* [MATERIAL FOR THIS TASK]:
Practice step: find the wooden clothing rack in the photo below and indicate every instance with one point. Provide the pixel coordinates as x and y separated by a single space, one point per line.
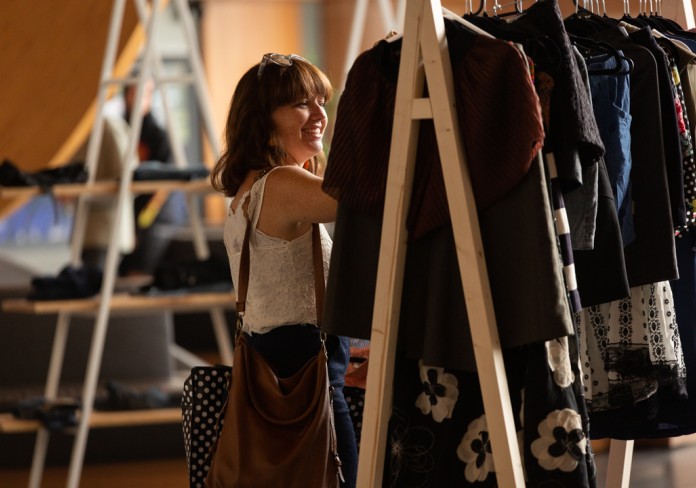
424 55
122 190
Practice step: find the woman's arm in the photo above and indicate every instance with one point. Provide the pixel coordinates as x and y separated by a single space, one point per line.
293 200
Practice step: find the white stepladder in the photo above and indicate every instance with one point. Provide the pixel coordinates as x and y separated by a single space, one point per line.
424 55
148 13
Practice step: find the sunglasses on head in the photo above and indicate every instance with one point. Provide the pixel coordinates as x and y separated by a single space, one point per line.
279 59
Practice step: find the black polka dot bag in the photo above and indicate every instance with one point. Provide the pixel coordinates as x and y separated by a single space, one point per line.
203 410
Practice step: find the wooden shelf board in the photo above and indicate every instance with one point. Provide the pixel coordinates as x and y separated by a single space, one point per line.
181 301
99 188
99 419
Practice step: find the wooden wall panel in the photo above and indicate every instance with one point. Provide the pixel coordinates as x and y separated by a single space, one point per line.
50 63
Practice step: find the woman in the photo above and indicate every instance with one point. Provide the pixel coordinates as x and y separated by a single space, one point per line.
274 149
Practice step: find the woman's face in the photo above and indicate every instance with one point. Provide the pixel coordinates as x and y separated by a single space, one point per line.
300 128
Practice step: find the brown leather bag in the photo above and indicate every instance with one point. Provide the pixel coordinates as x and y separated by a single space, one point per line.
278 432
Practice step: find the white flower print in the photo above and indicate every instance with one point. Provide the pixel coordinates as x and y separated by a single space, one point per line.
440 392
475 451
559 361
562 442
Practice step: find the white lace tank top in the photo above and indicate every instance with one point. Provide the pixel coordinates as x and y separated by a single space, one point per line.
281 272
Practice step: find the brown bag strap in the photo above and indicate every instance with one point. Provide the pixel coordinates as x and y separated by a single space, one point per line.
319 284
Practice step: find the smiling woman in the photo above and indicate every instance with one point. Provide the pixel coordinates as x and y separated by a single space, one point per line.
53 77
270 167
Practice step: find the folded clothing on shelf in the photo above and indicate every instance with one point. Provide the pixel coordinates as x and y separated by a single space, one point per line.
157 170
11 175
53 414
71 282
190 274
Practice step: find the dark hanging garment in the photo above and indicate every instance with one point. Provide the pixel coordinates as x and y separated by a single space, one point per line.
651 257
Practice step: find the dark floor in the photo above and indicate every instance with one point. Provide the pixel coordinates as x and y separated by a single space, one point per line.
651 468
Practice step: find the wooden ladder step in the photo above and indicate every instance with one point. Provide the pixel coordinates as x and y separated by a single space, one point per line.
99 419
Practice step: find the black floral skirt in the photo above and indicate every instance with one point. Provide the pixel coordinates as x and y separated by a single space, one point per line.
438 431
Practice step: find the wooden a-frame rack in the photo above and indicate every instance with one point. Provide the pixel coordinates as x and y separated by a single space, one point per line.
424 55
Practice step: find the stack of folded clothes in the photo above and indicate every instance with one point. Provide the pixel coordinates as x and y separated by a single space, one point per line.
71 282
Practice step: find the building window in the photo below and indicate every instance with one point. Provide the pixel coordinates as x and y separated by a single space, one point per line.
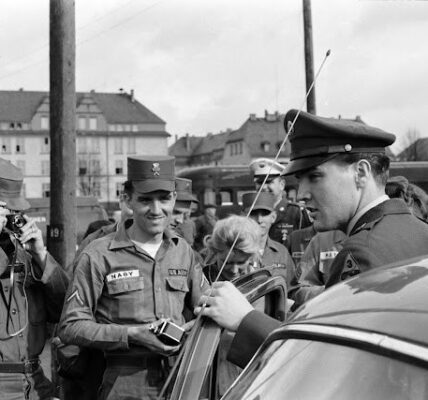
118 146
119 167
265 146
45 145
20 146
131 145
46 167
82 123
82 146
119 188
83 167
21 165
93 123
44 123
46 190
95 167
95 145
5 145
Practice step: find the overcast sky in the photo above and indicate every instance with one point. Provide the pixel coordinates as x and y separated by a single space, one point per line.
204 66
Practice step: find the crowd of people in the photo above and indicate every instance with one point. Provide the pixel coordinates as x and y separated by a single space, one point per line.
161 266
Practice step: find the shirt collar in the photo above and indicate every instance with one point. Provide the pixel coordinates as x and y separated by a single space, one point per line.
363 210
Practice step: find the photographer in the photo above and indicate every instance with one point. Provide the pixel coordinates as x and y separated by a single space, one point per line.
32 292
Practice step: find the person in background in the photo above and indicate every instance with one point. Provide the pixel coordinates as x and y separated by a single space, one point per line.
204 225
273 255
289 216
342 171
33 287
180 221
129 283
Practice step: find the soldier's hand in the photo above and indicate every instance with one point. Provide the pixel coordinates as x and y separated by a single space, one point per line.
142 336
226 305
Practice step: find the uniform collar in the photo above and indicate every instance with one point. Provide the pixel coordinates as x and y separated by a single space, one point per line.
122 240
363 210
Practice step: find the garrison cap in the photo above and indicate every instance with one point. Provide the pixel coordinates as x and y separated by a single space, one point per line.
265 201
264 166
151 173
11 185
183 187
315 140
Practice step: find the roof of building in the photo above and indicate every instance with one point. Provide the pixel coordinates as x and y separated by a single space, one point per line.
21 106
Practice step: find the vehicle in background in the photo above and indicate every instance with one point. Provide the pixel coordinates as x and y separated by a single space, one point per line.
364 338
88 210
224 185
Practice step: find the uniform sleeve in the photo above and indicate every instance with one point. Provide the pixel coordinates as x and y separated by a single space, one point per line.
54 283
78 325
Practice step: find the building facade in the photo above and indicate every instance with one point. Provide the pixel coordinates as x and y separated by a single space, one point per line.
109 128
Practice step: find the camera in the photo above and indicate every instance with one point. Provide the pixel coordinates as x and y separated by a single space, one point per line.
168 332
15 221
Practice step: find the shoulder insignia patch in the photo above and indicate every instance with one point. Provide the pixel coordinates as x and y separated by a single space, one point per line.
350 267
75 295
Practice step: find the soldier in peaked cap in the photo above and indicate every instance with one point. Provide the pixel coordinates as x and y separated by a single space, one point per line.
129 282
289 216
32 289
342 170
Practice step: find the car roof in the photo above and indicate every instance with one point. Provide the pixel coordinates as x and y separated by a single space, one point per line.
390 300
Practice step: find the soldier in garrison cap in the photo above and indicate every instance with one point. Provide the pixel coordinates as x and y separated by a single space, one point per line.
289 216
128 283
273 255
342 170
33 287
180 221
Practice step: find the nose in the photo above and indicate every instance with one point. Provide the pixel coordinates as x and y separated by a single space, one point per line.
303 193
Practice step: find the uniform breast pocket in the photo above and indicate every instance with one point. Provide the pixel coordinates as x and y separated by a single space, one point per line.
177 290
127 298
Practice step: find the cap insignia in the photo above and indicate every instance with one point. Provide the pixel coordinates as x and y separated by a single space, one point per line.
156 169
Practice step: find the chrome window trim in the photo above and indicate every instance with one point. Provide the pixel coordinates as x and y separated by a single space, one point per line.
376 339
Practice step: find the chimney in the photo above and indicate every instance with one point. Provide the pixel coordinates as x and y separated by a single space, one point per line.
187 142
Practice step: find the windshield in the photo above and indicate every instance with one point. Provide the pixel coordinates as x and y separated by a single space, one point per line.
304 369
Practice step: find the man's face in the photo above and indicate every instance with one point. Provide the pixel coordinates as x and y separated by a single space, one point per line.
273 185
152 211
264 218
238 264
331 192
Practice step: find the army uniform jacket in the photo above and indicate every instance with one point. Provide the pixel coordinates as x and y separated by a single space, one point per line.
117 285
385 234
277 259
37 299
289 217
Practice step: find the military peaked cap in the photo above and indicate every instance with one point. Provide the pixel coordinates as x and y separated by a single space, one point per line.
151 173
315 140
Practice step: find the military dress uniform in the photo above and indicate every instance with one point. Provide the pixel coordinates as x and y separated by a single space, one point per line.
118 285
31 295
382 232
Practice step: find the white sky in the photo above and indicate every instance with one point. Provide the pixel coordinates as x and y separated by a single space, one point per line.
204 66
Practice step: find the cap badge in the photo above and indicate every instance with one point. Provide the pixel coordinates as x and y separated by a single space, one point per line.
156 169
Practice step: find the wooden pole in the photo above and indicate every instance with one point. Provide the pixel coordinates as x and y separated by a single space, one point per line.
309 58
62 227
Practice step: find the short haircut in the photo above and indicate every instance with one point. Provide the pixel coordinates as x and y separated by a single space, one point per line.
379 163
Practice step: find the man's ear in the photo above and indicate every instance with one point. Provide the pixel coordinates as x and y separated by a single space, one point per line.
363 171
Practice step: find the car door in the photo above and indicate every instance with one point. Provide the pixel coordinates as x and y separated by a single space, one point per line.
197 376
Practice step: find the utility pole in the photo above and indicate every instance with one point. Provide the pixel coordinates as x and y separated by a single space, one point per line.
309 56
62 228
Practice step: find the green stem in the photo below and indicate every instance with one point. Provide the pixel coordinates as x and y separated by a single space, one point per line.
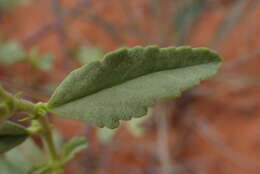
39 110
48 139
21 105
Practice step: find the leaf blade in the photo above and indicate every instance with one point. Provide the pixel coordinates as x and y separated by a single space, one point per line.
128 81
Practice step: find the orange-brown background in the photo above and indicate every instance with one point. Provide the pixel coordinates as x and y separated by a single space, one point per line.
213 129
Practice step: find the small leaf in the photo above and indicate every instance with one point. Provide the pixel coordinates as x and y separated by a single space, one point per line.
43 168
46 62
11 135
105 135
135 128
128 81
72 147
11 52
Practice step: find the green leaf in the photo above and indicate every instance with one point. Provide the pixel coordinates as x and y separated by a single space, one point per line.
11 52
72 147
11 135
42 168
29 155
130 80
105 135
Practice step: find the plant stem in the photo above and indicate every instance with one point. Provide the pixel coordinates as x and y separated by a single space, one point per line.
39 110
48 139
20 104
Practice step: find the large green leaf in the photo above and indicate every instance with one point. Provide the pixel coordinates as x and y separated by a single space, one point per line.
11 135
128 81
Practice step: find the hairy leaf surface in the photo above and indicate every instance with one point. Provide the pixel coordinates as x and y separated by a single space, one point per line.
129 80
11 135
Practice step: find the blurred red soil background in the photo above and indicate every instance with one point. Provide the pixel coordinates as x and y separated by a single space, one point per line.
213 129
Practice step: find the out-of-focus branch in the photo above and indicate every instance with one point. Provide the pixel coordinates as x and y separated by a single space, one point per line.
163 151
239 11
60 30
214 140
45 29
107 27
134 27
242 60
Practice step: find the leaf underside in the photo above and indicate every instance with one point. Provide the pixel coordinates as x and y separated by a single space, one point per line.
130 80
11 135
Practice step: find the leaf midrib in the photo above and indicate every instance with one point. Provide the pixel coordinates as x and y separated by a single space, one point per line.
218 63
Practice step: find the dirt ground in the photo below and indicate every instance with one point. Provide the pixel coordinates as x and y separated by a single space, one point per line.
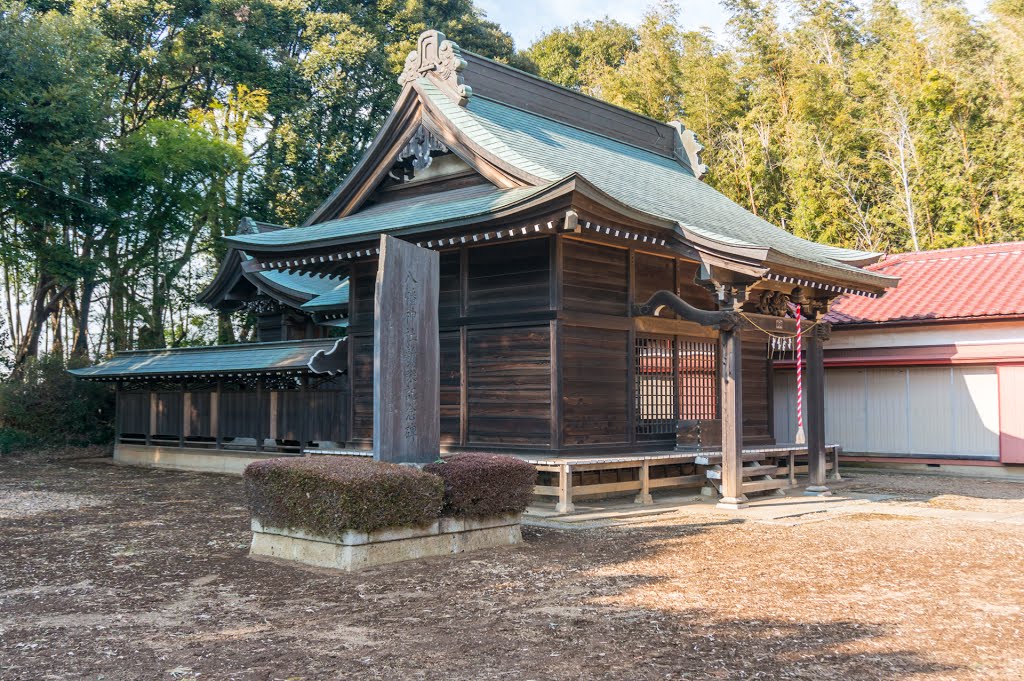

* [EXERCISE INSTRUCTIONS]: Please reproduce, exactly and only, the lines from the line containing "Practice step: find the leaf underside" through the last line of the material above, minus any pictures.

* [PROBLEM SOLUTION]:
Practice step: find the leaf underside in the photo above and indicate every instance with one point. Provide the pixel coordinates as x and y separated by a single space, one point per line.
130 80
11 135
Practice step: find the leaf midrib in the photo above and indicate every instance with one point. Provide the pixel coordinates as x and y separated by a single space, one point per line.
218 63
Practice step: find the dirt ground in the photo below and indicate every instance with one point. Provide the pixel coordinates as x and y separated by a single space, one point per line.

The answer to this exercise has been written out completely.